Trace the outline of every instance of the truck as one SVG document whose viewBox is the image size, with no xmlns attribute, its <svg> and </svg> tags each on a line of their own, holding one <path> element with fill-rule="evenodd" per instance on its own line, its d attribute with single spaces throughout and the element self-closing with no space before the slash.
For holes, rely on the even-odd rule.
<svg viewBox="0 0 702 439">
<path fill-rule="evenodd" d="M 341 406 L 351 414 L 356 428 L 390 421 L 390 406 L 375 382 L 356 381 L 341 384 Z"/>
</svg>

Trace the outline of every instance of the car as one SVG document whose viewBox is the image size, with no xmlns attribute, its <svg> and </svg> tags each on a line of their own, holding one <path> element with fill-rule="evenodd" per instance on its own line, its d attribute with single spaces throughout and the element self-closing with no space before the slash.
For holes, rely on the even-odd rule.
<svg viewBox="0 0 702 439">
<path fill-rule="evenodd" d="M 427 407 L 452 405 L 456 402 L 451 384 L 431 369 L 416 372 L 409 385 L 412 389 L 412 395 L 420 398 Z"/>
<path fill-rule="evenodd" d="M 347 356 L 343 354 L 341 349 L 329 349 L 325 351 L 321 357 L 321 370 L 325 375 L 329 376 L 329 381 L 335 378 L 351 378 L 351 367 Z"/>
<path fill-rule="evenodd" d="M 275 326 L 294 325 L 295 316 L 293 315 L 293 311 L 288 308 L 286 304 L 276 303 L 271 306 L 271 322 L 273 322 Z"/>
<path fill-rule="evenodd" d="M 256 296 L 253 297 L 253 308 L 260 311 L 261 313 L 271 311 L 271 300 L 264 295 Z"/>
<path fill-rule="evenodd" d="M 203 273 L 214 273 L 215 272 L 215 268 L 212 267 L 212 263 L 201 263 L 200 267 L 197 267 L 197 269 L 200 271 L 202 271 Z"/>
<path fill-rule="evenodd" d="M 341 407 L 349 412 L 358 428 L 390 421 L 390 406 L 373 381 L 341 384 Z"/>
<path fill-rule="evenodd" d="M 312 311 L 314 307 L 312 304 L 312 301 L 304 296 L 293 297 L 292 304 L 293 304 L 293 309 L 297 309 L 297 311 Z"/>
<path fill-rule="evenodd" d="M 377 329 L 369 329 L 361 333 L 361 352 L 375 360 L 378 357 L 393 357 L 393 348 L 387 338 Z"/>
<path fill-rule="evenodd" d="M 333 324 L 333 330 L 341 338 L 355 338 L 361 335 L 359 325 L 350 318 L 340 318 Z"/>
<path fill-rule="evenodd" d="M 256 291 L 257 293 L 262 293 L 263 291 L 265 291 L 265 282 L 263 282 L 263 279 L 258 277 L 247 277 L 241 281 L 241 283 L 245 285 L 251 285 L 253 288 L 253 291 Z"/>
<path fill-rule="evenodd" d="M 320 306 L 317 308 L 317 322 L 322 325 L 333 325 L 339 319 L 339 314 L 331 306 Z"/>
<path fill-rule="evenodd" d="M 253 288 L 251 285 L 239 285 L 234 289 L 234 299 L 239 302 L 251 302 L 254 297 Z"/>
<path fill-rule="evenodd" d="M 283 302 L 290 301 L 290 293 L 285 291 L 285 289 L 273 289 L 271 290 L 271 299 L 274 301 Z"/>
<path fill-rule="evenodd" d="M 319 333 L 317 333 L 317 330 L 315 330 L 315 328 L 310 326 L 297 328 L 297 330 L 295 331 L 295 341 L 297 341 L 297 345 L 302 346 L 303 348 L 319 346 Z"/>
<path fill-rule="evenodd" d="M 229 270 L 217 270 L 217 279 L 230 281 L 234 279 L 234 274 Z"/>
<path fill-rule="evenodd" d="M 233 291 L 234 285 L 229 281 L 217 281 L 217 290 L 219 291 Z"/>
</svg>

## Stated task
Render all the material above as a JSON list of strings, one string per line, leaving out blank lines.

## Exercise response
[
  "Trace the outline of every instance of the truck as one SVG document whose viewBox is the image size, with no xmlns attribute, its <svg> and </svg> tags each on a line of their own, holding one <path> element with fill-rule=\"evenodd\" per instance on its own line, its d attribute with single spaces throughout and the element self-closing with no space before the slash.",
  "For holes, rely on the even-odd rule.",
  "<svg viewBox=\"0 0 702 439\">",
  "<path fill-rule=\"evenodd\" d=\"M 341 406 L 351 414 L 356 428 L 390 421 L 390 406 L 375 382 L 356 381 L 341 384 Z\"/>",
  "</svg>",
  "Trace the outline of every instance of the car as one SVG document whose viewBox is the image size, with no xmlns attribute, its <svg> and </svg> tags each on a line of their own, holding one <path> element with fill-rule=\"evenodd\" per instance on its own line, its d attribute with single spaces throughout and the element self-closing with no space before the slash.",
  "For holes, rely on the even-odd rule.",
  "<svg viewBox=\"0 0 702 439\">",
  "<path fill-rule=\"evenodd\" d=\"M 427 407 L 452 405 L 456 402 L 451 384 L 431 369 L 416 372 L 409 385 L 412 389 L 412 395 L 420 398 Z\"/>",
  "<path fill-rule=\"evenodd\" d=\"M 347 356 L 343 354 L 341 349 L 329 349 L 325 351 L 321 357 L 321 370 L 325 375 L 329 376 L 329 381 L 335 378 L 351 378 L 351 367 Z\"/>",
  "<path fill-rule=\"evenodd\" d=\"M 275 326 L 294 325 L 295 316 L 293 315 L 293 311 L 288 308 L 286 304 L 276 303 L 271 306 L 271 322 L 273 322 Z\"/>",
  "<path fill-rule=\"evenodd\" d=\"M 256 296 L 253 297 L 253 308 L 260 311 L 261 313 L 271 311 L 271 300 L 264 295 Z\"/>",
  "<path fill-rule=\"evenodd\" d=\"M 203 273 L 214 273 L 215 272 L 215 268 L 212 267 L 212 263 L 201 263 L 200 267 L 197 267 L 197 269 L 200 271 L 202 271 Z\"/>",
  "<path fill-rule=\"evenodd\" d=\"M 341 407 L 349 412 L 358 428 L 390 421 L 390 406 L 373 381 L 341 384 Z\"/>",
  "<path fill-rule=\"evenodd\" d=\"M 312 311 L 314 307 L 312 304 L 312 301 L 304 296 L 293 297 L 292 304 L 293 304 L 293 309 L 297 309 L 297 311 Z\"/>",
  "<path fill-rule=\"evenodd\" d=\"M 377 329 L 369 329 L 361 333 L 361 352 L 375 360 L 378 357 L 393 357 L 393 348 L 387 338 Z\"/>",
  "<path fill-rule=\"evenodd\" d=\"M 333 324 L 333 330 L 341 338 L 355 338 L 361 335 L 359 325 L 350 318 L 340 318 Z\"/>",
  "<path fill-rule=\"evenodd\" d=\"M 256 291 L 257 293 L 262 293 L 263 291 L 265 291 L 265 282 L 263 282 L 263 279 L 258 277 L 247 277 L 241 281 L 241 283 L 245 285 L 251 285 L 253 288 L 253 291 Z\"/>",
  "<path fill-rule=\"evenodd\" d=\"M 320 306 L 317 308 L 317 322 L 322 325 L 333 325 L 339 319 L 339 314 L 331 306 Z\"/>",
  "<path fill-rule=\"evenodd\" d=\"M 253 288 L 251 285 L 239 285 L 234 289 L 234 299 L 239 302 L 251 302 L 254 297 Z\"/>",
  "<path fill-rule=\"evenodd\" d=\"M 283 302 L 290 301 L 290 293 L 285 291 L 285 289 L 273 289 L 271 290 L 271 299 L 274 301 Z\"/>",
  "<path fill-rule=\"evenodd\" d=\"M 319 333 L 317 333 L 317 330 L 315 330 L 315 328 L 310 326 L 297 328 L 297 330 L 295 331 L 295 341 L 297 341 L 297 345 L 302 346 L 303 348 L 319 346 Z\"/>",
  "<path fill-rule=\"evenodd\" d=\"M 229 270 L 217 270 L 217 279 L 230 281 L 234 279 L 234 274 Z\"/>",
  "<path fill-rule=\"evenodd\" d=\"M 233 291 L 234 285 L 229 281 L 217 281 L 217 290 L 219 291 Z\"/>",
  "</svg>"
]